The term cloud storage encompasses several storage capabilities available to cloud customers that run on a cloud provider’s hardware. Each of these capabilities meets a different need, but all provide the flexibility to pay only for what you use. The provider is responsible for maintaining the underlying hardware and ensuring that data remains available, resilient, and protected.
The most common types of cloud storage are object, file, and block.
Storage types differ primarily in how they are accessed and the level of performance they provide. The application using the storage and its location determine storage requirements.
Object storage is accessed differently than the other storage types discussed. Software applications must be intentionally written to use object storage by calling web APIs. Object storage is maintained remotely from the application and is used in two similar but different situations. First, it’s often accessed via the internet by applications running on individual computers, mobile devices, and Internet of Things devices, among others. Second, it can be used by applications running in the cloud.
Applications that use object storage can store and retrieve unstructured data from object storage in a remote location without using a file system. The stored items are merely abstract “objects” in the cloud. This means the application developer maintains maximum flexibility and has an essentially bottomless, free-form datastore in the cloud while being charged only for the amount of data stored and transferred.
The downsides of object storage are twofold: It involves a bit more work for the application authors who must manage their own object formats, and there are performance limitations. Object storage is accessed by software making API calls, typically over the internet, so what might take direct-attached storage microseconds and block storage or file storage milliseconds may sometimes take object storage a second or more. For many use cases, such as end users running applications connected to cloud storage on their phones, this performance is acceptable, especially in return for the “anywhere access” these applications provide. And in cases where an application using object storage is running in the same cloud as the objects are stored, performance is considerably higher because all the resources are in the same region on the cloud provider’s own local network.
Archive storage is the ideal solution for storing seldom-accessed data that requires long retention periods. Archive storage is more cost-effective than object storage for preserving cold data. However, unlike other storage options, archive storage data retrieval is not immediate.
Both object storage and archive storage use buckets as logical containers for storing objects. A bucket is a single compartment with policies that determine the actions that can be performed on objects in the bucket—and who can perform them.
When buckets are created to hold data as objects, organizations can decide which default storage tier—archive or standard—is appropriate for their data. Object storage can also automatically move objects to archive storage.
Most traditional applications that run on a physical server and leverage physical drives in your data center use file storage. Operating systems such as Linux or Microsoft Windows Server present the applications that run on them with a file system—a single consistent set of rules and methods for storing and retrieving data. The operating system handles the details behind the scenes—for example, is the physical disk a solid-state drive (SSD)? A traditional spinning disk hard drive? An optical disk? Or a remote network file share? While the operating system takes care of these details, applications simply open, read from, write to, and save files with standardized API calls.
Cloud file storage presents a standard network file share—similar to the network file shares that might run in your own data center—to the operating systems you’re running on servers in the cloud. Those operating systems present that file system to applications running on that virtual machine. Applications don’t need to be modified or changed to run in the cloud; they continue to run with the file storage they’ve always used.
The cloud provider manages the hardware, including physical disks and network hardware, and ensures the data is protected. Additional incremental capacity is available to customers as their needs grow. The inherent advantages of cloud file storage are clear when compared to a traditional approach that involves scheduled bulk purchases of network file systems to meet the needs of future growth and then requires you to manage your hardware and ensure the protection of your data yourself.

□ □ □ □ □

▶ Set problem 1: Reproduce the listing below line for line, keeping each line identical to the original.

□ □ □ □ □

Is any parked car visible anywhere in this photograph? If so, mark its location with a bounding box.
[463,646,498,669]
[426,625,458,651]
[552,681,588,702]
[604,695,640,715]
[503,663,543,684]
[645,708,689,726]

□ □ □ □ □

▶ Set problem 2: Restate the part of the cloud storage text that opens with the words containing "The most common" and closes with "running in the cloud.", substituting "HTTP endpoints" for "web APIs".

▶ Correct response 1:
Is any parked car visible anywhere in this photograph? If so, mark its location with a bounding box.
[463,646,498,669]
[426,625,458,651]
[552,681,588,702]
[604,695,640,715]
[503,663,543,684]
[645,708,689,726]

▶ Correct response 2:
The most common types of cloud storage are object, file, and block.
Storage types differ primarily in how they are accessed and the level of performance they provide. The application using the storage and its location determine storage requirements.
Object storage is accessed differently than the other storage types discussed. Software applications must be intentionally written to use object storage by calling HTTP endpoints. Object storage is maintained remotely from the application and is used in two similar but different situations. First, it’s often accessed via the internet by applications running on individual computers, mobile devices, and Internet of Things devices, among others. Second, it can be used by applications running in the cloud.